*Your task*: Print all of the data exactly, with no line missing.

Entries taken from a collection:
....

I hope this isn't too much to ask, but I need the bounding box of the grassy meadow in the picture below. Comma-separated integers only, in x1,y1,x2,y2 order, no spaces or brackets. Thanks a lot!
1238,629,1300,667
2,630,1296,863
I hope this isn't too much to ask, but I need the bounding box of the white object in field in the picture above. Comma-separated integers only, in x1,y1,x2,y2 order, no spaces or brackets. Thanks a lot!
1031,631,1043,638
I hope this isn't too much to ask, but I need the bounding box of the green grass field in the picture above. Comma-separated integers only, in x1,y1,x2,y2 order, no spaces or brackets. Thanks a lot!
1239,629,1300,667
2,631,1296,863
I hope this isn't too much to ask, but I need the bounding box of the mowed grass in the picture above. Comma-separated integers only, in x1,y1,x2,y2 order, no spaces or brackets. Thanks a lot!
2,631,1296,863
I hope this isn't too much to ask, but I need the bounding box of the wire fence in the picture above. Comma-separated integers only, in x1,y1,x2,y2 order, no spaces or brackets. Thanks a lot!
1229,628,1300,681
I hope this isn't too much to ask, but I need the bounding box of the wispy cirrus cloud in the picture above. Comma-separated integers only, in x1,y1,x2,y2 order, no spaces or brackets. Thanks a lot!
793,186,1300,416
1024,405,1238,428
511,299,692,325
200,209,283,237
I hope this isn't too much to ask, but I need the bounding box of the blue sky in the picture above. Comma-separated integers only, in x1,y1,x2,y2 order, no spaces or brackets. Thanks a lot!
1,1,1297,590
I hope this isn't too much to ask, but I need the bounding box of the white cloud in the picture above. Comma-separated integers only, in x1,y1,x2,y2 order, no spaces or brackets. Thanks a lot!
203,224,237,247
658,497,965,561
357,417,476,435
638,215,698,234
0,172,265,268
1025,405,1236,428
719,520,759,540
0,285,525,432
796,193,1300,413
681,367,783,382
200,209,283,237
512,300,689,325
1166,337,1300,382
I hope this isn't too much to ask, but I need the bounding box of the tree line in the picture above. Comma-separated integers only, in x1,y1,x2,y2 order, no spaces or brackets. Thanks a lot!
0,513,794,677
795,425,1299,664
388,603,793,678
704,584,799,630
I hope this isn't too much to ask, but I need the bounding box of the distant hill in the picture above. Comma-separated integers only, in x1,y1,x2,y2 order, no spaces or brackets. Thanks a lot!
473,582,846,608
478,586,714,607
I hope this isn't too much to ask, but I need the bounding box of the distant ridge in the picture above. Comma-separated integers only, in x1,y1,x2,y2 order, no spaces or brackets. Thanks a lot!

....

*Output below*:
I hope this isn't too much to ask, but I need the bounding box of the grassy meadow in the picture below. Comma-separated integers only, in x1,y1,x2,y2 order, no spaces or brackets. Thanks a lot!
1238,629,1300,667
2,630,1296,863
I hope this isn't too much to ask, but I need the bounding box of the white object in field in the picture above. Comma-separated integers only, in x1,y1,x2,y2 order, no spaces or brackets. Thanks a lot!
1031,631,1043,638
I hope this isn't too much to ask, but I need the bounding box of the green grass field in the picture above. Comma-separated integers only, in x1,y1,x2,y2 order, no spaces or brackets. Thanks a lot!
1239,629,1300,667
2,631,1296,863
I hope this isn't too much to ask, but I need the bounding box of the mowed grass in the picture above. Comma-separated integers only, in x1,y1,x2,y2 order, no spaces or brackets. Thanks a lot!
2,631,1296,863
I hope this isn't too much to ask, but I need the bounding box of the wire fence in the picture above. Comma-separated integers only, in x1,y1,x2,y2 order, no spaces or brackets. Thanks a lot!
1229,628,1300,681
I hope this isn't too much to ask, but I need the bounding box of the wispy cirrus cloud in the picture above. Comma-separated integers only, in x1,y1,x2,y2 order, no spaces or brackets. Thanks a lot!
793,186,1300,416
1024,405,1238,428
511,299,692,325
200,209,283,237
I hope this isn't too much to ask, but I need the bounding box of the blue sky in the picture above. Comma-separated integers only, in x1,y1,x2,y2 order, no spaces or brackets. Thanks a lot!
1,1,1297,590
I hope this isn't too much to ask, but I need the bounding box of the white cloud in the picture above. Comma-separated integers only, in x1,y1,x2,y2 order, no spaces or brackets. Thanks a lot!
203,224,237,247
658,497,965,561
357,417,476,435
638,215,698,234
0,172,265,268
1025,405,1236,428
719,520,759,540
0,285,525,432
796,193,1300,413
681,367,783,382
200,209,283,237
512,300,689,325
1166,337,1300,382
I hope this isn't too much to ask, but I need the bounding box of the tree line in the picture above. Comma-separated integers only, in x1,y1,x2,y2 order, no spaces or brackets. Thanks a lot!
0,513,794,677
795,425,1299,664
388,603,793,678
704,584,799,630
I hope this isn't too much to ask, but I need the bounding box of the distant hill in the picture above. Comma-separated integers only, in x1,y1,x2,y2 order, no spaces or brackets. Thanks a lot!
473,582,846,608
478,586,714,607
I hope this isn't too much to ask, but I need the bounding box of the distant ridge in the picture above. Comma-separated integers only, in x1,y1,x2,y2 order, no spaces or brackets. Thanks a lot!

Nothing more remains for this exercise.